_Trabajo requerido:_
A. Según el texto sobre los mitos de la pandemia, ¿qué equipo realizó el estudio cualitativo del que forma parte el trabajo?
B. Enumera todos los mitos que, según el texto sobre los mitos de la pandemia, indagan sus autores.
C. Por favor, continúa el texto sobre los mitos de la pandemia a partir de su última oración.

_Texto de origen:_
Pandemia, crisis e incertidumbre



Mitológicas del derrumbe



Los mitos trabajan como un hojaldre: se superponen múltiples capas de
sentido que permiten interpretar la crisis actual reponiendo jerarquías,
distribuyendo las partes y reestableciendo un orden perdido. Micaela Cuesta
y Agustín Lucas Prestifilippo indagan los mitos de la “plandemia”, la
“nación fácil” y la "justicia de la sociedad" para desandar la pandemia
según lxs argentinxs. Este trabajo es parte de un estudio cualitativo
realizado por el equipo del GECID en el flamante Observatorio sobre los
dilemas actuales de la democracia frente a la emergencia de
neoautoritarismos (Lectura Mundi/UNSAM).



Micaela Cuesta/Agustín Lucas Prestifilippo *

Revista Anfibia, diciembre 2020

http://revistaanfibia.com/



Algunos mitos contribuyen a que el sujeto haga de la crisis la oportunidad
de una recomposición. Narran una historia, ofrecen una lógica en la que las
cosas se encadenan iluminando un mundo menesteroso. El costo es la
obturación imaginaria a la comprensión racional de los hechos.
Lacónicamente: la clausura del sentido. Los mitos trabajan como un hojaldre;
se superponen múltiples capas de sentido procedentes de distintas
temporalidades y geografías, del Sur al Norte, desde el pasado más remoto
hasta los sucesos semanales transmitidos por televisión o la noticia que
llega en una cadena de Whatsapp. Encajonando estas duraciones y
espacialidades, estos temas y planos diversos, los mitos producen una lógica
que permite significar la actual crisis reponiendo jerarquías, distribuyendo
las partes y reestableciendo un orden perdido.



El tiempo del confinamiento



Eso eterno, idéntico a sí, que se repite siempre igual. El día de la
marmota. Si bien lo que es eterno es lo que resiste, insiste, permanece, eso
mismo produce desgaste. No se gasta pero desgasta. Cansa, estresa, preocupa.

_Datos para analizar:_
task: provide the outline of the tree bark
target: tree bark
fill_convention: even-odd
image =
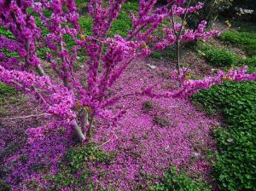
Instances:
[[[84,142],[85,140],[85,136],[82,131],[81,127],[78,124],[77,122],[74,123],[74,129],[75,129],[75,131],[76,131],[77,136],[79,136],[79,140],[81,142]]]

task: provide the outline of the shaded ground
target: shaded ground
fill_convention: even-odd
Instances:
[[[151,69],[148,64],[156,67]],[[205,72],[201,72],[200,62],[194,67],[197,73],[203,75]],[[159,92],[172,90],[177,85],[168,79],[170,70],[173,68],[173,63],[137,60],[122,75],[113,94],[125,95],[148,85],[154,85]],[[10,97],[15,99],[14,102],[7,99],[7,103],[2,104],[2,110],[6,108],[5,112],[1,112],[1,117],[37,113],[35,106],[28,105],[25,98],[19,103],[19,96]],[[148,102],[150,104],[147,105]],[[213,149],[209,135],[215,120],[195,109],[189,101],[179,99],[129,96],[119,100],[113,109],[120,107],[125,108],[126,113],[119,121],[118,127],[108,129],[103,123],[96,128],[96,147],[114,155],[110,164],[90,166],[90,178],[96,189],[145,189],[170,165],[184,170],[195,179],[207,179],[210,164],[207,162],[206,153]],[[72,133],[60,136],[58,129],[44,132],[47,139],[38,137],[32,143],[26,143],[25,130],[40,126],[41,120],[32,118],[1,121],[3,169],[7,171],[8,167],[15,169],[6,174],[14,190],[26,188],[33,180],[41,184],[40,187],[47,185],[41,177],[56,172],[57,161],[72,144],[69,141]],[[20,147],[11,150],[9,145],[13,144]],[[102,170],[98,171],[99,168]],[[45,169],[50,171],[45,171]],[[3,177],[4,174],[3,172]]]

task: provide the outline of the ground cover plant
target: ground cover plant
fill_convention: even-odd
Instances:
---
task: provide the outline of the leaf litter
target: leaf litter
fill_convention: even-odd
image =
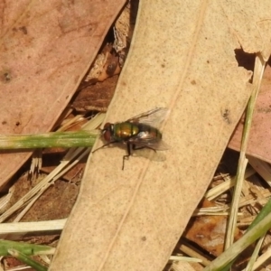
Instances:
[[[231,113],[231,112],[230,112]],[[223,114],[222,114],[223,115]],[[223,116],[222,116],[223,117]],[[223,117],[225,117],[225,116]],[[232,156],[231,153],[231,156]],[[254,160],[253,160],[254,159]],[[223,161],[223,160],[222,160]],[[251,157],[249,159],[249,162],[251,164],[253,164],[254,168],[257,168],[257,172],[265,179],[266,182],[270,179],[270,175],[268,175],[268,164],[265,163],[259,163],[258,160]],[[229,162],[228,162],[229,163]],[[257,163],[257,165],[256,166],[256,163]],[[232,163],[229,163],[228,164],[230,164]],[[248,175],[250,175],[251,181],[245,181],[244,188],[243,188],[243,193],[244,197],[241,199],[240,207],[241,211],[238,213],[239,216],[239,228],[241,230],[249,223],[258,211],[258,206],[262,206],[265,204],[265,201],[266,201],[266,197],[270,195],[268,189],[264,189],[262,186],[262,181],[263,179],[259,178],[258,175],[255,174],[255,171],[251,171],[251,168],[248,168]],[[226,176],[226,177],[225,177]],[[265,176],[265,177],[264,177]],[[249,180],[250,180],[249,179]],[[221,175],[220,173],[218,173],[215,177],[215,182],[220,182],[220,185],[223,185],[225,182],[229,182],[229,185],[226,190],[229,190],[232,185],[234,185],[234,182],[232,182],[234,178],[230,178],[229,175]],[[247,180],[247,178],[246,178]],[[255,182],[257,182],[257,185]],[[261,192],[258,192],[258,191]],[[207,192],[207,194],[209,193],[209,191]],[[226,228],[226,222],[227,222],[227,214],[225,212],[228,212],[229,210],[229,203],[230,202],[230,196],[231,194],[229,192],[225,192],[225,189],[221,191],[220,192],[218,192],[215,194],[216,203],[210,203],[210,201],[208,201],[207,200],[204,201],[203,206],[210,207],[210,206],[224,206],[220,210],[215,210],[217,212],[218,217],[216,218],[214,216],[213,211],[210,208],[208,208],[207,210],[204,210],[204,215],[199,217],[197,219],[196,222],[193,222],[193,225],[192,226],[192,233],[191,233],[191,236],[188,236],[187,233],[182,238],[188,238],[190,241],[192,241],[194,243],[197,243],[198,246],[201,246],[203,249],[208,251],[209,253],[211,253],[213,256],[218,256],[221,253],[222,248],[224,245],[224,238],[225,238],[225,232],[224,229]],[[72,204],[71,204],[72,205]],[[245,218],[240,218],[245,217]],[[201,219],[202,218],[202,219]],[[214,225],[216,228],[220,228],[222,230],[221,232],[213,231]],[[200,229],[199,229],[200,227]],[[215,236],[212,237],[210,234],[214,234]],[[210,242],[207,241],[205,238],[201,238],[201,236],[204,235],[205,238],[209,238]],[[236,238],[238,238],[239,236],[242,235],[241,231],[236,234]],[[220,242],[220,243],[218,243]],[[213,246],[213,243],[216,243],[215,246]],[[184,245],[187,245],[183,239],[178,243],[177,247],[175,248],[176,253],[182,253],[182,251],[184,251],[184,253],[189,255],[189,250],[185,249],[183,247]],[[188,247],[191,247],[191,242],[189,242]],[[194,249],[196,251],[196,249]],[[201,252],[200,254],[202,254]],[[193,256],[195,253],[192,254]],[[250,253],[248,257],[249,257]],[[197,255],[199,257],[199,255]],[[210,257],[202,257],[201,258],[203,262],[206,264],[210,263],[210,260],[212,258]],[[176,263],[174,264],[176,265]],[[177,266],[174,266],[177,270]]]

_Ejercicios resueltos:_
A. El equipo del GECID.

B.
- La "plandemia"
- La "nación fácil"
- La "justicia de la sociedad"

C.
Para muchxs desespera. Y lo que desespera genera angustia: es lo inesperado,
lo desconocido, lo inimaginable.



La sobrecarga de trabajo, la exigencia de adaptación a las nuevas
tecnologías, la reducción de empleo, la desocupación, los negocios que
cierran para no volver a abrir. Ser “una de las beneficiadas” que sigue
cobrando el sueldo tampoco redunda en tranquilidad o relajo. También para
ellxs fue desgastante. Porque desgasta esa obsesión de todo lo que viene de
fuera de casa. Tener miedo, cuidarse desgasta.



La incertidumbre, el no saber qué va a pasar de ahora en adelante, cómo va a
seguir la economía, lo que está por venir tanto a nivel social como personal
es una sensación horrorosa. Y, para muchxs, mentirosa: porque si bien hubo
muchos contagios, somos 44 millones y se murió el 0,001% de la población.
Tenemos un montón más de personas todavía. En este sentido fue desastroso,
no rindió lo que se esperaba que rindiera. Se llegó a los mismos casos que
Europa y se terminó de destruir una economía que ya venía maltrecha. La
actividad se fue al tacho y la gente ya no respeta ni le teme a nada.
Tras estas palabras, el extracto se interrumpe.